EXTRAIT DU TEXTE.
************
L’entreprise de construction Verelst fait partie des sponsors depuis 2008. Elle songeait au cyclo-cross mais comme il n’est pas populaire en Wallonie, elle s’est tournée vers les Diables Rouges. Suite au retrait de nombreux sponsors, les négociations ont été fluides. Après le départ de Kia, l’UB a cherché un remplaçant automobile. C’est tout juste si une marque française ne lui a pas ri au nez mais Audi a accepté. Puis BMW s’est présentée. Goeders :  » La marque a élargi sa gamme à la classe moyenne et a cherché des sports plus populaires que le golf. Nous discutons actuellement de la reconduction du contrat.  »

L’année dernière, Carrefour a vendu 200 millions d’autocollants en douze semaines, durant une action spéciale. La chaîne a aussi écoulé près de deux millions de mini Diables Rouges l’année dernière.

ON RIGOLE DE BENTEKE

En 2010, Advocaat ne résiste pas aux roubles russes. L’UB débauche précipitamment Georges Leekens de Courtrai. Nul n’est conscient de la valeur de l’équipe. Le 19 mai 2010, la Belgique, qui dispute un match amical contre la Bulgarie aligne la base de l’équipe actuelle : Kompany, Alderweireld, Lombaerts, Vertonghen, Hazard, Defour, Lukaku et Dembelé. La Belgique est menée 0-1 à la 89e mais Christophe Lepoint et Vincent Kompanyrenversent le match : 2-1. Leekens tâtonne.  » J’ai posté Vertonghen dans l’entrejeu mais il n’y a pas vraiment apporté un plus.  »

Sur les 17 footballeurs alignés ce soir-là, neuf évoluent toujours en Belgique. Il y a deux débutants : Lepoint et un dont on rigole quelque peu. Leekens :  » Dans la dernière demi-heure, quand j’ai fait entrer Christian Benteke au jeu, d’aucuns pensaient que c’était parce qu’il jouait à Courtrai. Je l’avais transféré du Standard, où il ne s’imposait pas, parce que je croyais en lui.  »

Un autre joueur est sur le banc : Mehdi Carcela. Il ne joue pas et opte pour le Maroc quatre jours plus tard. Leekens :  » Il a hésité pendant un an. Cette semaine-là, je l’ai sommé de choisir, en suivant son coeur. Le forcer n’aurait rien apporté.  »

C’est le dernier match de la Belgique en équipement Nike. Joueurs et entraîneur se plaignent de Burrda la première année. Leekens :  » Le matériel n’était pas bon, les couleurs n’étaient pas bien et les quantités étaient insuffisantes mais ça s’est arrangé.  »
************
DONNÉES FOURNIES.
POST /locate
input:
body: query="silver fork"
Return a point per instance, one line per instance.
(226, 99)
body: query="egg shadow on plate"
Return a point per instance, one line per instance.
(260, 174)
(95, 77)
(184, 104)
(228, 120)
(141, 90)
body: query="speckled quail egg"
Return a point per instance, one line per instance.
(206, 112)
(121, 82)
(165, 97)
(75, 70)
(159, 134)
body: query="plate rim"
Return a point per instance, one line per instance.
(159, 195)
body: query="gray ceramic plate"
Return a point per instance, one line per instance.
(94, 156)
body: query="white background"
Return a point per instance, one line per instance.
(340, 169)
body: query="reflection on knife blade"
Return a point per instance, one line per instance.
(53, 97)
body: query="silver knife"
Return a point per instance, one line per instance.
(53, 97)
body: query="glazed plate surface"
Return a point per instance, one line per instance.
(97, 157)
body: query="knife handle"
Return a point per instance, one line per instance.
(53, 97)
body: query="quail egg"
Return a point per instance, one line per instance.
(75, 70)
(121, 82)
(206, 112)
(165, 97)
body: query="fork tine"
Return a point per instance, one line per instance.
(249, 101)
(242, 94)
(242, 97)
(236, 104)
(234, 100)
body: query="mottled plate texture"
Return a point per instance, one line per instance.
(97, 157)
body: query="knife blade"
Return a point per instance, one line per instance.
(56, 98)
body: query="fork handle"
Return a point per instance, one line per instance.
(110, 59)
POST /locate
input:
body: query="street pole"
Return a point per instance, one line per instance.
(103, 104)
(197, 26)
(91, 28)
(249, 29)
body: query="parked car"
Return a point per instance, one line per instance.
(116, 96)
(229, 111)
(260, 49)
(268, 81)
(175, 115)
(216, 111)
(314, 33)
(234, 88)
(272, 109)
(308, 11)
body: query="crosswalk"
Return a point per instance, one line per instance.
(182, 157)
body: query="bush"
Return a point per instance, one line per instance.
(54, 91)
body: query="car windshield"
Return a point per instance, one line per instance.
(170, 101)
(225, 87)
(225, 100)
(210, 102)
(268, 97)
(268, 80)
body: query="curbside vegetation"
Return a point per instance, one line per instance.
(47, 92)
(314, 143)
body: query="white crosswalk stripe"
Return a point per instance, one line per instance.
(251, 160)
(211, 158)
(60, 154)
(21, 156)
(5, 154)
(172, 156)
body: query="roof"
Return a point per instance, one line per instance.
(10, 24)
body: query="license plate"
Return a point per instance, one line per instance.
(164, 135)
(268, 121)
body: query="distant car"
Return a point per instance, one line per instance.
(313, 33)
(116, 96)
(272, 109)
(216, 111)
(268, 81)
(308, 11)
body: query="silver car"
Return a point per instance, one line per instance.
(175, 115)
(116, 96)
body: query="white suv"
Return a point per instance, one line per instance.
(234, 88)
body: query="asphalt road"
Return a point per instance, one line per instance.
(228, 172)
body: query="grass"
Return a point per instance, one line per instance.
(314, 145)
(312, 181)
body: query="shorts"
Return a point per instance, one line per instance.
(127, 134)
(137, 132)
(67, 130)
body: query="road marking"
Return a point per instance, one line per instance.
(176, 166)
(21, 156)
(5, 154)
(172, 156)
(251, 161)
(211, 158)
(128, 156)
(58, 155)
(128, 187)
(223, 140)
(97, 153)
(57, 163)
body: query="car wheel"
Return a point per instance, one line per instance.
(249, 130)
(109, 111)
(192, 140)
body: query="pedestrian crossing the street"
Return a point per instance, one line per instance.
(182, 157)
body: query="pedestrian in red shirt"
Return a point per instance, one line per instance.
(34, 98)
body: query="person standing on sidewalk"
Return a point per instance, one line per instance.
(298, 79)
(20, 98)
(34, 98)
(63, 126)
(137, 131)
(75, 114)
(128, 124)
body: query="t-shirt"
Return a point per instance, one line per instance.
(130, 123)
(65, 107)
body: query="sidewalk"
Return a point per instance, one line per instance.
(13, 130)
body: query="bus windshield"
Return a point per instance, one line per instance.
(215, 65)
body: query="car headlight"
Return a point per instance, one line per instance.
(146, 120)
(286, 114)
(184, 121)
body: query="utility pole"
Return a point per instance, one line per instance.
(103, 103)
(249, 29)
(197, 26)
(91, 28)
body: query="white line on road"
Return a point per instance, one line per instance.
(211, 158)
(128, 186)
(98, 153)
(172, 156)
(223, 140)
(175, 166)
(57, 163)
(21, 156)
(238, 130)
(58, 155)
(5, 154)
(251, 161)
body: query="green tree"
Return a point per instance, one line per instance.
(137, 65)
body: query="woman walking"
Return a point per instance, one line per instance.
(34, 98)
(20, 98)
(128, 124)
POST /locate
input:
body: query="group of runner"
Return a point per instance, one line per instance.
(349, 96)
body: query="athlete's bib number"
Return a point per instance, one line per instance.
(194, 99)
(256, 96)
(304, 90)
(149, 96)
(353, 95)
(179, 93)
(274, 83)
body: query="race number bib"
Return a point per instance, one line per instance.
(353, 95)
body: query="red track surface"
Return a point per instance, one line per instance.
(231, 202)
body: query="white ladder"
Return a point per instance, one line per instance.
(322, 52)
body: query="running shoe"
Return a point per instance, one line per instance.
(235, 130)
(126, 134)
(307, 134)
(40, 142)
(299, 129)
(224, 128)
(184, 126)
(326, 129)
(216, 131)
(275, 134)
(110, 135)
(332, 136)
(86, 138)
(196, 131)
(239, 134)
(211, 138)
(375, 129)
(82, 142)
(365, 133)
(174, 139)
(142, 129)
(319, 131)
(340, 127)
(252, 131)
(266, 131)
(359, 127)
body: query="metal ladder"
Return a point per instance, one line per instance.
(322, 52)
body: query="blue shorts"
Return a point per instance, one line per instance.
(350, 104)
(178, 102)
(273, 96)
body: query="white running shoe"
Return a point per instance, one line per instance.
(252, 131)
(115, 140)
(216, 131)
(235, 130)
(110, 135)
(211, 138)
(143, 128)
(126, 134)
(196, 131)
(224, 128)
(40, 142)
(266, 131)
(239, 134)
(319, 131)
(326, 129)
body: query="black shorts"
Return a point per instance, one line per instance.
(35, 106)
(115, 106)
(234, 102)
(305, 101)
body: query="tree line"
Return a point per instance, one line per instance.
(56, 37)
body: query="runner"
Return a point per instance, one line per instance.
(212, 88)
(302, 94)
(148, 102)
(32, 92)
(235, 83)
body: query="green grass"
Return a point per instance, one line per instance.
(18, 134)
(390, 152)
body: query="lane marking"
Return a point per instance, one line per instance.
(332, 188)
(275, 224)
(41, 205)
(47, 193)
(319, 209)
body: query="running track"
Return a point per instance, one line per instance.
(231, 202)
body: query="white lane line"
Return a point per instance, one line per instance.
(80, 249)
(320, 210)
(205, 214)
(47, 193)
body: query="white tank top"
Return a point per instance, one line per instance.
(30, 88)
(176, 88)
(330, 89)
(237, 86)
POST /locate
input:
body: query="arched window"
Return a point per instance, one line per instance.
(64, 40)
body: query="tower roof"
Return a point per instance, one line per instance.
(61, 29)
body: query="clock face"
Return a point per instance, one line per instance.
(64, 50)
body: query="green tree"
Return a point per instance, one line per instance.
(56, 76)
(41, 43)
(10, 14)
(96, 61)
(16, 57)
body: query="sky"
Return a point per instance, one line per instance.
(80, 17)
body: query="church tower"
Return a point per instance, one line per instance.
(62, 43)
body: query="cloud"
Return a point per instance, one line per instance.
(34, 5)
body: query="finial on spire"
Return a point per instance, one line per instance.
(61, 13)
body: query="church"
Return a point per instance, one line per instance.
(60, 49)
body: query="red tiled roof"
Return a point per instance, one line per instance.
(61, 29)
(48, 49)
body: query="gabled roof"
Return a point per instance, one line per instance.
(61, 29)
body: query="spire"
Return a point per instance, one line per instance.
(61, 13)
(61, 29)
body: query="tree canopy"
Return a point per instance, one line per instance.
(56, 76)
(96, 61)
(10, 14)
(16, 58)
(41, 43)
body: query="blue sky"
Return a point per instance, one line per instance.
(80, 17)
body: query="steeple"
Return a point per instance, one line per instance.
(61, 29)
************
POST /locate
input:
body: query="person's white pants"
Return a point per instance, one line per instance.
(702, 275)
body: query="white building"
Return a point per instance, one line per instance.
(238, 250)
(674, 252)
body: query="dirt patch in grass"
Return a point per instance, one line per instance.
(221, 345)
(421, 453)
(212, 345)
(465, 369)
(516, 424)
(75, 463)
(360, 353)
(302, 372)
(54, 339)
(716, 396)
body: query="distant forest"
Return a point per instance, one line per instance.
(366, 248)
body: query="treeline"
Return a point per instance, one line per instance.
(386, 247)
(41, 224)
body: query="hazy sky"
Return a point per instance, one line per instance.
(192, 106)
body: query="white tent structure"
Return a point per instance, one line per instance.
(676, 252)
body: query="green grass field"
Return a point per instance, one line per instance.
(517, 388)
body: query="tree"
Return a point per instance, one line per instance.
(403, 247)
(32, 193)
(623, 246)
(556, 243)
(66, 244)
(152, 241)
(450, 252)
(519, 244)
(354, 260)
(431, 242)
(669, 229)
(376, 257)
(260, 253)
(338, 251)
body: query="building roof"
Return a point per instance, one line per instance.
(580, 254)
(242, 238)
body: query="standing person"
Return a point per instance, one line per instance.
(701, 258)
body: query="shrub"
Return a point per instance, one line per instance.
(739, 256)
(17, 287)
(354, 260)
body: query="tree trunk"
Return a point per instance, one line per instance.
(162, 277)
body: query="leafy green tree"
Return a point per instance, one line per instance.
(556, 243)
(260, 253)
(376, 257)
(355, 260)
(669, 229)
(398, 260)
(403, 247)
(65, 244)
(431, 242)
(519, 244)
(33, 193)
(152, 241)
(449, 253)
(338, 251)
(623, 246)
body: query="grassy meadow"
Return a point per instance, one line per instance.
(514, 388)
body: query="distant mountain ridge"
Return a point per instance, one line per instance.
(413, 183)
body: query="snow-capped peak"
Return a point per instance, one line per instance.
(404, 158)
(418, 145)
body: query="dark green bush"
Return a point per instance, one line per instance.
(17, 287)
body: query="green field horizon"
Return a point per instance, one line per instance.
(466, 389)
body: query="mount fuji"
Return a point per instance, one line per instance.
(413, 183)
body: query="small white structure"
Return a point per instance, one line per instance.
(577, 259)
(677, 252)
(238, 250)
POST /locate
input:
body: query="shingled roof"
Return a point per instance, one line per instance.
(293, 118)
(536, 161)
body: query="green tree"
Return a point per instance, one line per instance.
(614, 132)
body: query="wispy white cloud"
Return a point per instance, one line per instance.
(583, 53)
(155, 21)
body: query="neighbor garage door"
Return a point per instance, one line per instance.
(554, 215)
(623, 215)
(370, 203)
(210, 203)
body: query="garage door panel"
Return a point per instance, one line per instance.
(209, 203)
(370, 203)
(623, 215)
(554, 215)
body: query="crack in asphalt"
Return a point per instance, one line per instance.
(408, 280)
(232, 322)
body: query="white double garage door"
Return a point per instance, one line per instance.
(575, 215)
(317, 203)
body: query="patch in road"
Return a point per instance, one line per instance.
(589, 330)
************
D'après l'extrait sur les Diables Rouges, combien d'autocollants Carrefour a-t-il vendus en douze semaines l'année dernière ?

RÉPONSE ATTENDUE.
200 millions d'autocollants, durant une action spéciale.